WHAT THE TASK ASKS: Using the entries below, output exactly the line containing "Where can you find the soldier" and all lines that follow it to the end.

SOURCE MATERIAL:
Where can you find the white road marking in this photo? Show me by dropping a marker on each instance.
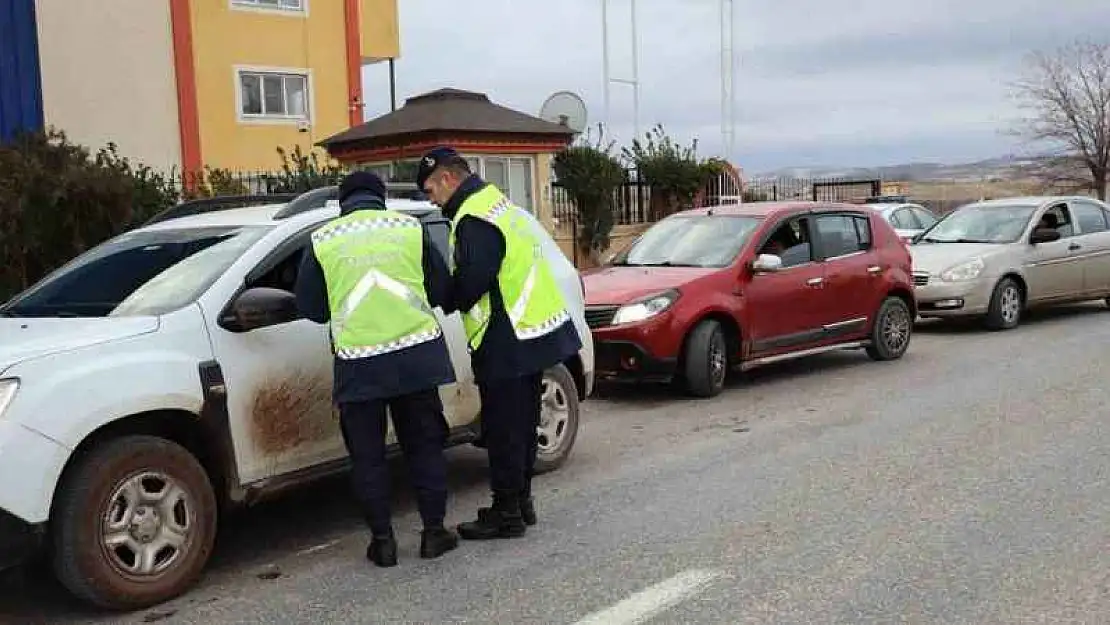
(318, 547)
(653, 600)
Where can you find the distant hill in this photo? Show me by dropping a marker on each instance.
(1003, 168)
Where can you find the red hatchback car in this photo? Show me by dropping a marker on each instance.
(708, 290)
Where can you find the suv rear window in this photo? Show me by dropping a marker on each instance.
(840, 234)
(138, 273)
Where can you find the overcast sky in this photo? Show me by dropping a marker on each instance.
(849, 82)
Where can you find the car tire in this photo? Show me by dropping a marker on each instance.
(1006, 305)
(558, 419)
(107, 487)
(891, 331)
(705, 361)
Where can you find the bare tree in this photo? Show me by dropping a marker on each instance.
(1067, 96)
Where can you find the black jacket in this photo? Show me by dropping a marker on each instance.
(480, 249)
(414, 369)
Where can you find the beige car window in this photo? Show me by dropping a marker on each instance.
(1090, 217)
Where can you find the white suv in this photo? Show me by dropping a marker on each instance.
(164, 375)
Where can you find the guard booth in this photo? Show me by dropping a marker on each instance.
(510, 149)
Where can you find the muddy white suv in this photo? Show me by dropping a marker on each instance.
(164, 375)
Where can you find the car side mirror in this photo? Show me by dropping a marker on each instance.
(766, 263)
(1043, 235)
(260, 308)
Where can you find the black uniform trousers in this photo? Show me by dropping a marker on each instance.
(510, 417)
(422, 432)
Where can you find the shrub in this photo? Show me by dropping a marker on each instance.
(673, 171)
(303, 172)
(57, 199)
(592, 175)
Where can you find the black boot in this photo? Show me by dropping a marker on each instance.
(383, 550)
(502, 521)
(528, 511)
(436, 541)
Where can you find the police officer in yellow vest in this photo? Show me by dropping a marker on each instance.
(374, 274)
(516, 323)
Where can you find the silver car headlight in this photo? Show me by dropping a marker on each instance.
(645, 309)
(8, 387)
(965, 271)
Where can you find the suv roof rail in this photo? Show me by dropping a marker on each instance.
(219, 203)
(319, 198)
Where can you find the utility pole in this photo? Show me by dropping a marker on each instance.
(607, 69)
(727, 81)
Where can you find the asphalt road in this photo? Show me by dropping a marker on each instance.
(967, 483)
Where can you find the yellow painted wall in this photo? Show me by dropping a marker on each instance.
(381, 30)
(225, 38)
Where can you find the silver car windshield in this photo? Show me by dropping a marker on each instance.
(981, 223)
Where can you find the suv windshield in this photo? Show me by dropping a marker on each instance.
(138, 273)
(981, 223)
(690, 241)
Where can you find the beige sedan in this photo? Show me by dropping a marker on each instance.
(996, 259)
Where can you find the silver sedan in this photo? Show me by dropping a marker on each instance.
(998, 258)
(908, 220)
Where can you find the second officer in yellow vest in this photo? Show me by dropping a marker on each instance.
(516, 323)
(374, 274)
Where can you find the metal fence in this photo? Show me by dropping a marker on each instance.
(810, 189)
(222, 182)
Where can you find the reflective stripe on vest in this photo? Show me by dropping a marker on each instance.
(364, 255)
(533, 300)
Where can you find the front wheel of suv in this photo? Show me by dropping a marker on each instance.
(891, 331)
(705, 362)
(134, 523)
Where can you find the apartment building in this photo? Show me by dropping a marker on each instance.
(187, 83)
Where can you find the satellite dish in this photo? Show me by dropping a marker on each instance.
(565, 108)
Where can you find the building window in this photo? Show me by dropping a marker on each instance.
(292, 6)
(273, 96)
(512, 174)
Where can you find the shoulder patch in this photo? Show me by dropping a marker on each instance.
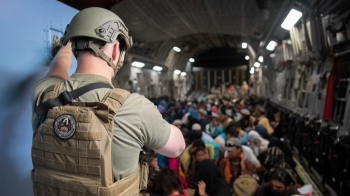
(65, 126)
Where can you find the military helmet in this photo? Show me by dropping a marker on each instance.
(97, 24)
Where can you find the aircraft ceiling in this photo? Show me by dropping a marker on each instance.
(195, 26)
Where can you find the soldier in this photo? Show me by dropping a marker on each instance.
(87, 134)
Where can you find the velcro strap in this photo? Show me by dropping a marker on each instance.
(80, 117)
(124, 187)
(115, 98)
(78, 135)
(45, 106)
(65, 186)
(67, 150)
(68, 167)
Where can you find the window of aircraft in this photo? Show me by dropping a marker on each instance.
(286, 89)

RESPONSE TO THIS EXERCISE:
Where can you find the soldier in this photo? Show me by dropping a marker on each instance.
(87, 134)
Where can you find the velcro strap in this photo? Show me by dropping a marker on each instance.
(80, 117)
(124, 187)
(115, 98)
(78, 135)
(45, 106)
(65, 186)
(67, 150)
(68, 167)
Where can you find the window of aircraft in this photo? Show me by dropping a marker on each instance.
(286, 89)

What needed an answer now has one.